AIM OF THE EXERCISE: Reproduce every row below word for word, without altering anything.

PROVIDED DATA:
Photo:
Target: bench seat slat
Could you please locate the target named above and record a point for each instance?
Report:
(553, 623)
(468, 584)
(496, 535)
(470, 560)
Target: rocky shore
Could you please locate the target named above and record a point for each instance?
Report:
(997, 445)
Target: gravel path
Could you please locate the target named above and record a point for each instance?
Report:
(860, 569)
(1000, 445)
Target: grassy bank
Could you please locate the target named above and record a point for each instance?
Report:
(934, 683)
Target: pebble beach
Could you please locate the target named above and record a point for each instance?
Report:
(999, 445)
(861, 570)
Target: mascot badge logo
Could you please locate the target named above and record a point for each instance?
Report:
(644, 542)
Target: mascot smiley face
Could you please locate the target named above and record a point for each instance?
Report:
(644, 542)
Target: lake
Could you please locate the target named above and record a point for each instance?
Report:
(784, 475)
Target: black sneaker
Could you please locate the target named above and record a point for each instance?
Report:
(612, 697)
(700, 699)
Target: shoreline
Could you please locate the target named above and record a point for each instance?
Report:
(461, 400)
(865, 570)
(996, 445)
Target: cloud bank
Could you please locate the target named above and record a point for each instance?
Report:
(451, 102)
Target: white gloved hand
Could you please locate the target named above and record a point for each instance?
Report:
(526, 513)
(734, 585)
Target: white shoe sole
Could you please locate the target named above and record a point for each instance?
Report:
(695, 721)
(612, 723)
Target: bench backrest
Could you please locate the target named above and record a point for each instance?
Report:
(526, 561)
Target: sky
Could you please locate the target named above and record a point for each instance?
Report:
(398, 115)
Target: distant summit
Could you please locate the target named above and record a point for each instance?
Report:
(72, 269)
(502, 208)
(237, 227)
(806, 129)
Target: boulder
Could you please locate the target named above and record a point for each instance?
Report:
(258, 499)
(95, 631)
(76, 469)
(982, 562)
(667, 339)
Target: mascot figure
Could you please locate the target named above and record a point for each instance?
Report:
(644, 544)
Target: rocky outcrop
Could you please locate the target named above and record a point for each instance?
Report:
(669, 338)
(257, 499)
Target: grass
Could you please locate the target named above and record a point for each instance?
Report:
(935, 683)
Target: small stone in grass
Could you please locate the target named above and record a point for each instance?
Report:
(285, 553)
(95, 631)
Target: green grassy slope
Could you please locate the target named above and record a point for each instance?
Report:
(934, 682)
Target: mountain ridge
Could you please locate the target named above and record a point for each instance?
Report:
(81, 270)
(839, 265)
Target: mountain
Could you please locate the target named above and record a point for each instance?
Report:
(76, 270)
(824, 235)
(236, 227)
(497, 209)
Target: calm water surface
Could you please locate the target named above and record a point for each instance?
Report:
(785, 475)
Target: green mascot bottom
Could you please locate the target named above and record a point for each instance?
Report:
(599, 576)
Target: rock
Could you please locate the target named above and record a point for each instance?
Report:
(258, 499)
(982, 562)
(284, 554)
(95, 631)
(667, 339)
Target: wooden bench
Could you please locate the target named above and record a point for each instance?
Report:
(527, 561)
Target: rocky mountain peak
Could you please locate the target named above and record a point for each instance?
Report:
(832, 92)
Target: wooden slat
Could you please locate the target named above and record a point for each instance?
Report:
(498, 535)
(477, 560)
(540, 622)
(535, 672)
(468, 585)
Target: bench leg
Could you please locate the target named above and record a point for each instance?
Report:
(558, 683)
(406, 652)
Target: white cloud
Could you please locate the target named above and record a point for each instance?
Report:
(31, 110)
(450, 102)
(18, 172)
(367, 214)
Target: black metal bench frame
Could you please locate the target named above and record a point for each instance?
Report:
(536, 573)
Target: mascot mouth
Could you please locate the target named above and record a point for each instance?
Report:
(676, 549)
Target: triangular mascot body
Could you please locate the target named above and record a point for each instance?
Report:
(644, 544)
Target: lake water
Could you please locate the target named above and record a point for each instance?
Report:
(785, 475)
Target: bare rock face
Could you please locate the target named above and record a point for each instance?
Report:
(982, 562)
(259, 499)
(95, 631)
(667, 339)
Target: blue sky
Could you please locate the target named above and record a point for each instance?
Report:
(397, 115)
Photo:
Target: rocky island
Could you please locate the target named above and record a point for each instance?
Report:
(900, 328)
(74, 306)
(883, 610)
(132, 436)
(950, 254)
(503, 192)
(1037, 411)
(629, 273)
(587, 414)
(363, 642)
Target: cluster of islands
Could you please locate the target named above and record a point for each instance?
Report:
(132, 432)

FULL OUTPUT:
Photo:
Target: bench seat slat
Could you please locate the target named above and record a point for each instance?
Report:
(553, 623)
(468, 584)
(496, 535)
(470, 560)
Target: rocky shore
Could you please locate the target named above and record a point for each instance?
Report:
(997, 445)
Target: gravel path
Could you please locate the target named above and record a point for each instance?
Report:
(860, 569)
(1000, 445)
Target: grassy bank
Could you please locate the target named above and record a point for each instance?
Report:
(934, 683)
Target: pebble beach
Could you please locate the target named above and record a point for each instance?
Report:
(999, 445)
(861, 570)
Target: mascot badge logo
Could you please locate the target named above and record a point for each instance?
Report:
(644, 542)
Target: mascot smiley face
Could you please locate the target named above and record a point for each instance?
Report:
(644, 542)
Target: lake
Could you please locate the target named above and record a point for each instance?
Report:
(784, 475)
Target: black sneaker
Could you please locate the target named above and record a point for each instance?
Report:
(612, 697)
(700, 699)
Target: shoreline
Could you please locate the target named above and record a point for each instance?
Report:
(461, 400)
(865, 570)
(996, 445)
Target: cloud bank
Could you please locate the target named above and record a point for each instance?
Report:
(451, 102)
Target: white gloved hand
Could you please locate the target named above and record a point for each instance?
Report:
(526, 513)
(734, 585)
Target: white shoe sole
Could you please locate the target named above and record a point for each instance?
Report:
(695, 721)
(612, 723)
Target: bench backrest
Could you please locate the target named above and record a point for each instance?
Report:
(526, 561)
Target: sky
Could you please locate the target named above and record a point for each instance?
Report:
(398, 115)
Target: distant summit
Could you please locate the target named above and record a point for each instance?
Report:
(72, 269)
(502, 208)
(237, 227)
(806, 129)
Target: boulder
Could you please locate the target named above and record a point for each instance?
Report:
(258, 499)
(95, 631)
(76, 469)
(982, 562)
(667, 339)
Target: mascot figure
Could you please locate the target named above and record a point for each instance?
Report:
(644, 544)
Target: rocky outcrop
Could you please locate the target named above and record a point for each instance?
Report:
(669, 338)
(257, 499)
Target: grass
Could you please locate the target named above and record a point for each instance?
Report:
(935, 683)
Target: small stone in grass
Could you please locate the target named above and record a point for each instance?
Report:
(285, 553)
(95, 631)
Target: green grassy slope
Could you please locate the target named above and record a point for each instance?
Report:
(934, 682)
Target: mountain ridge
Could you please locate the target named above and record a point for each instance?
Report:
(81, 270)
(839, 265)
Target: mountain
Could you please locate the target named above and record a point for each instance?
Report:
(76, 270)
(824, 235)
(236, 227)
(497, 209)
Target: calm water surface
Could you please locate the target named above and record a point for each instance?
Report:
(785, 475)
Target: green mascot bottom
Could you please locate the target named above and record a point for each instance?
Report:
(599, 576)
Target: rock
Could you please locate the target named above and record a point for each instance?
Report:
(258, 499)
(982, 562)
(284, 554)
(95, 631)
(667, 339)
Target: wooden bench
Could you please locate the target named above and record a point for each instance?
Report:
(527, 561)
Target: rocky mountain peak
Could you please locate the target named above and record a point for each instance?
Report:
(832, 92)
Target: wooden slat
Could you please locate the target named above and record a point for each instance?
Report:
(498, 535)
(477, 560)
(540, 622)
(535, 672)
(468, 585)
Target: bench leg
Could you please locate the target named above and record a point for each instance?
Report:
(558, 683)
(406, 652)
Target: white cloud
Could you please locate the target named above and record a point for each instance?
Report:
(31, 110)
(450, 102)
(18, 172)
(367, 214)
Target: black metal bench frame
Could you please locate the target named above and record a point for each instance?
Report:
(536, 573)
Target: mascot mouth
Could you please locate the target named above and record a point for each instance?
Report:
(676, 549)
Target: triangular mascot body
Could you please locate the target named above and record a point for each instance?
Report:
(644, 544)
Target: lake water
Could you please locate the target named above and record a point for each instance?
Report:
(785, 475)
Target: bare rock face
Could you please locate the target named above and record a point for each instance?
Report:
(982, 562)
(259, 499)
(95, 631)
(667, 339)
Target: blue sky
Could you please locate the target named above and record a point for each instance?
Report:
(397, 115)
Photo:
Target: rocky island
Could you please locate the target named above and record a point for each instance?
Report:
(900, 328)
(74, 306)
(883, 610)
(132, 436)
(950, 254)
(503, 192)
(1037, 411)
(629, 273)
(587, 414)
(363, 642)
Target: cluster of islands
Could you please locate the target named above and record a point for each instance?
Report:
(132, 432)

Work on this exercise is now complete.